=== Section Start ===

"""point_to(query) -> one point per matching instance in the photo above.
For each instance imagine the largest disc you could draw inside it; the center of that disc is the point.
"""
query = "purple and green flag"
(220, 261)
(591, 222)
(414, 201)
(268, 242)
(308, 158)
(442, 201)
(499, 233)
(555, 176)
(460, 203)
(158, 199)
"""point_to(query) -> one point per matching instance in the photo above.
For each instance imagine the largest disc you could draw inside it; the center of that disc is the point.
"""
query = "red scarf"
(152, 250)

=== Section End ===
=== Section Start ===

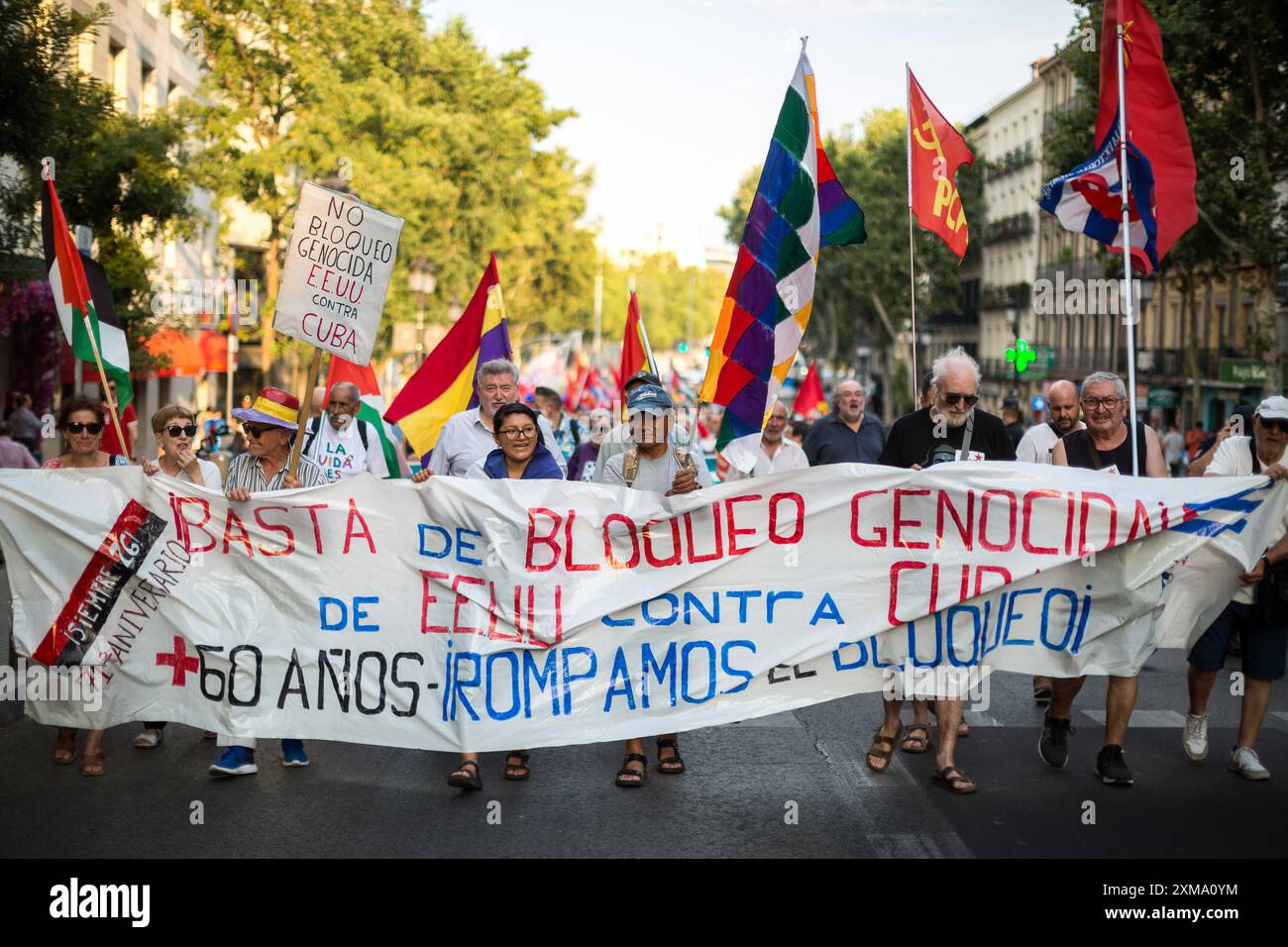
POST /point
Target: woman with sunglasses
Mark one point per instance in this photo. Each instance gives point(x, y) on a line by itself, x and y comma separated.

=== Section End ===

### Your instructions
The range runs from the line with "Target: woman with sunglasses" up to and including the line with "Mark one point" in the listing above; please write out exactly those lines and nothing more.

### Response to this exercise
Target: woman with sunglasses
Mark one point per instance in this photo. Each instance gives point(x, y) on a line by itself, x and y comma separated.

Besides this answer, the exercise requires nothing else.